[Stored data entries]
————————
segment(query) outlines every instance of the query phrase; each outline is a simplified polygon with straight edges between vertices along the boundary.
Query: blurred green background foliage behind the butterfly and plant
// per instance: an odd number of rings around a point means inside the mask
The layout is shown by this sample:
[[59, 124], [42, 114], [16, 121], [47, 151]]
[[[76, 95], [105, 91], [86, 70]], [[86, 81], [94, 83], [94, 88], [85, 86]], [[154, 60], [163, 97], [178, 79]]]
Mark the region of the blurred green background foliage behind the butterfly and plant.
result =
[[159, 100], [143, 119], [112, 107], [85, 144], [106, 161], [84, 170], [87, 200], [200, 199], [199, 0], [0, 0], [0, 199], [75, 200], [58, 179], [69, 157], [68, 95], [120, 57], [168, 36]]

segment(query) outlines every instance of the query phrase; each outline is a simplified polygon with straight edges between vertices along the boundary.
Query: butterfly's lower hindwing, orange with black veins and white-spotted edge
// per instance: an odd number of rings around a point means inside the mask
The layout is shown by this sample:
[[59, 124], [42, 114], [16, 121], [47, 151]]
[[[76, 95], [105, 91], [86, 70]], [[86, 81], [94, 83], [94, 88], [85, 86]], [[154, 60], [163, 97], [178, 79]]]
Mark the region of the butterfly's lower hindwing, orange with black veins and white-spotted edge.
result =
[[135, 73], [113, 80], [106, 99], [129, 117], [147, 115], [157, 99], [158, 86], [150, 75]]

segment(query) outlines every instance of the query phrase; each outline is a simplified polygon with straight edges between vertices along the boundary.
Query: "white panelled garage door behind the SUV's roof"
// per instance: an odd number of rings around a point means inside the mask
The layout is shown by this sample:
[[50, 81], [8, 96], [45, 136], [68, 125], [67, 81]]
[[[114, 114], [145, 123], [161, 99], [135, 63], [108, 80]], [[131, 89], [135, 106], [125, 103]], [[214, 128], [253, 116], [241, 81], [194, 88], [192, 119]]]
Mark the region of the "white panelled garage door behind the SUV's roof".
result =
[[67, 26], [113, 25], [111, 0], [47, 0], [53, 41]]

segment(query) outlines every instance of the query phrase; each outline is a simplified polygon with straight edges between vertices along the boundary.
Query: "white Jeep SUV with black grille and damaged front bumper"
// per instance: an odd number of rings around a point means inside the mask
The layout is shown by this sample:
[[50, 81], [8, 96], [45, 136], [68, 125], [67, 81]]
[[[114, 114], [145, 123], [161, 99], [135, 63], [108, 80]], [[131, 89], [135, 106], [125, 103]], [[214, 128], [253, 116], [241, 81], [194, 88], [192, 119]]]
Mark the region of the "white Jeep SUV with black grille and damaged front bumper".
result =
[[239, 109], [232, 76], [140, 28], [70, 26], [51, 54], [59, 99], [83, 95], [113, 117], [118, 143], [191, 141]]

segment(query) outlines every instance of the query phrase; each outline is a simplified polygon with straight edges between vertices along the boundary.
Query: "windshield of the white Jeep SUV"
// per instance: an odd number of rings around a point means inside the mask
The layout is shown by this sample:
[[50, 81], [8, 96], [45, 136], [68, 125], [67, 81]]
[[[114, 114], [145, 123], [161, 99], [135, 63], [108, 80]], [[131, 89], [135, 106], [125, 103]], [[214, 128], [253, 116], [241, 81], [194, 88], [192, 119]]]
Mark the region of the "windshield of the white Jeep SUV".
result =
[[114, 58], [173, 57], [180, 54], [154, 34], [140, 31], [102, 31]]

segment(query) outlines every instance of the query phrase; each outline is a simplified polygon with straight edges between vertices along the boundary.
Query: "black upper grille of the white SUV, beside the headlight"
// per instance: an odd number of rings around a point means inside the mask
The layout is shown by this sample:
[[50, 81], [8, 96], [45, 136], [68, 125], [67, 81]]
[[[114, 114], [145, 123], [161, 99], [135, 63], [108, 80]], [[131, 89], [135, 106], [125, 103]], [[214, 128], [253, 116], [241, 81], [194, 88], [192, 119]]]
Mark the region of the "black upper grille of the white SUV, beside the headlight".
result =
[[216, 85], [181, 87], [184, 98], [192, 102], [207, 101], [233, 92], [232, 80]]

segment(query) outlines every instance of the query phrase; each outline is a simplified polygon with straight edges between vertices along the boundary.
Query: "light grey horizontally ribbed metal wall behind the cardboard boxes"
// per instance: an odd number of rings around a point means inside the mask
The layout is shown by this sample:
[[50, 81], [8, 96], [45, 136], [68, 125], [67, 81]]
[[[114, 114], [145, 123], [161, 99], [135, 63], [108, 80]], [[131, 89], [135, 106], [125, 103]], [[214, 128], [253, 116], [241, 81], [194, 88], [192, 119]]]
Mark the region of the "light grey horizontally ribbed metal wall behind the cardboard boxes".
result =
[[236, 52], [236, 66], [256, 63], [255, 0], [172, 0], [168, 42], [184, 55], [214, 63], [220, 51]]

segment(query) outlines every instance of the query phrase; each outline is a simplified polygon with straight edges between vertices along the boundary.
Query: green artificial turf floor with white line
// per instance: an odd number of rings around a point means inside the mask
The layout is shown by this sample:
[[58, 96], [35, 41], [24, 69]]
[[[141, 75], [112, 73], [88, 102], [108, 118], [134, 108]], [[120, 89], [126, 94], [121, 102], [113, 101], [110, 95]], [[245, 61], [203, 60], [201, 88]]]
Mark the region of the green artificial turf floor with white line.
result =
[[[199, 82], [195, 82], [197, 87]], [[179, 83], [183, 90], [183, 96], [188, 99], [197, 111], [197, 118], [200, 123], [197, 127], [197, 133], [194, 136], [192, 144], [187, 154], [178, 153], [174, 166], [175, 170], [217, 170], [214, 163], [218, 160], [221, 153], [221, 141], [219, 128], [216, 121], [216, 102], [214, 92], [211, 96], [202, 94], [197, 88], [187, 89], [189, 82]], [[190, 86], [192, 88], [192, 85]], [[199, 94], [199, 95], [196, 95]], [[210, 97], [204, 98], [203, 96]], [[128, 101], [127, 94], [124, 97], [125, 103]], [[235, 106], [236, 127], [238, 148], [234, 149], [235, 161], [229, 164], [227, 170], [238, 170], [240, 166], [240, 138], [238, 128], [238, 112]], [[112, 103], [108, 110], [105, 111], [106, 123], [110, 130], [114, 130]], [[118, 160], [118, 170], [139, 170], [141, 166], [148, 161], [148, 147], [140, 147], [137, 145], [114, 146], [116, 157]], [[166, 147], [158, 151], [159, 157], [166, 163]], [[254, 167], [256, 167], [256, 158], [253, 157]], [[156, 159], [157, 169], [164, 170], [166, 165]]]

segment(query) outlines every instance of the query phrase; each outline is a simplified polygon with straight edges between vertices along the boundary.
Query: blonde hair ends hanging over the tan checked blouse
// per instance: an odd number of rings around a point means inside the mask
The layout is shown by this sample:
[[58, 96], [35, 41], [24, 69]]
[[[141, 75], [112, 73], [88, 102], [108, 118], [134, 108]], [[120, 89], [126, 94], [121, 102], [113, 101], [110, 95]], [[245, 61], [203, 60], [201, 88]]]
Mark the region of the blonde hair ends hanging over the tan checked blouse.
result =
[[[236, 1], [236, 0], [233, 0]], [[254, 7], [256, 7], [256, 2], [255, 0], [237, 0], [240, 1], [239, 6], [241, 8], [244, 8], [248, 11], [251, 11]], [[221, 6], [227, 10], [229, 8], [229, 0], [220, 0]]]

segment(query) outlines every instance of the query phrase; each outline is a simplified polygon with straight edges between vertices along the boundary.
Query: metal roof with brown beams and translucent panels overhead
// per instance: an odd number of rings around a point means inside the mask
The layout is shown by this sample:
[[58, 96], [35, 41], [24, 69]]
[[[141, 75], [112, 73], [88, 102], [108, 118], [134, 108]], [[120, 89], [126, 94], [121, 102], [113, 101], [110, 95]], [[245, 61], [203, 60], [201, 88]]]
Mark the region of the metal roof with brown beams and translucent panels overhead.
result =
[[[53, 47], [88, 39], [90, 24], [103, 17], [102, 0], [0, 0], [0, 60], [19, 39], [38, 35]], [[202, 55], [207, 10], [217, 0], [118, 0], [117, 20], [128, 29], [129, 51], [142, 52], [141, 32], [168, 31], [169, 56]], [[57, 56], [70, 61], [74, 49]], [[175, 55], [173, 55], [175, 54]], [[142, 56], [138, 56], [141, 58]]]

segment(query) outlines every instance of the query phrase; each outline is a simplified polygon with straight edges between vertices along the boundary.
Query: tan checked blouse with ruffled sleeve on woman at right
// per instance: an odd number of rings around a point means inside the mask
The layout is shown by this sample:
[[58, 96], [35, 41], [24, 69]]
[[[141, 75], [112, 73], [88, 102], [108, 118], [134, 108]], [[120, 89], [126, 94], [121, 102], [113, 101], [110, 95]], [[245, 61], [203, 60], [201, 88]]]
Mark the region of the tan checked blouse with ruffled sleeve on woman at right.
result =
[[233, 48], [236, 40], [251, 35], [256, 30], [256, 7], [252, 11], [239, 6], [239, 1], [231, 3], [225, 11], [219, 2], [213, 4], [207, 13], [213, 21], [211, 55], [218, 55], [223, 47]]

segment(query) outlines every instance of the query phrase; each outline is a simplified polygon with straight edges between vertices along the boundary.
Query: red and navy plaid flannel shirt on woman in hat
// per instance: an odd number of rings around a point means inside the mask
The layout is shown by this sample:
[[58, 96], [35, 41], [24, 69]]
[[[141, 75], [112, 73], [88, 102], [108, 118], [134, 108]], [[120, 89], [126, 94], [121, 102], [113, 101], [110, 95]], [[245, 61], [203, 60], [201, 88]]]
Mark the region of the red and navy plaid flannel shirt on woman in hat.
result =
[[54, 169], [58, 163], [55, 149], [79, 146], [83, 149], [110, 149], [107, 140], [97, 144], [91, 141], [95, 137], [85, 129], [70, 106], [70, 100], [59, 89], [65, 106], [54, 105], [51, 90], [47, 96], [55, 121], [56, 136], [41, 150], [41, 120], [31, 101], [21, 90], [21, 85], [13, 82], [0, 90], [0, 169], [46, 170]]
————————
# Task to carry out:
Using the data above, show each line where "roof" occurs.

# Answer space:
Query: "white panelled garage door behind the SUV's roof"
Mark the region of the "white panelled garage door behind the SUV's roof".
Query: metal roof with brown beams and translucent panels overhead
Mark the region of the metal roof with brown beams and translucent panels overhead.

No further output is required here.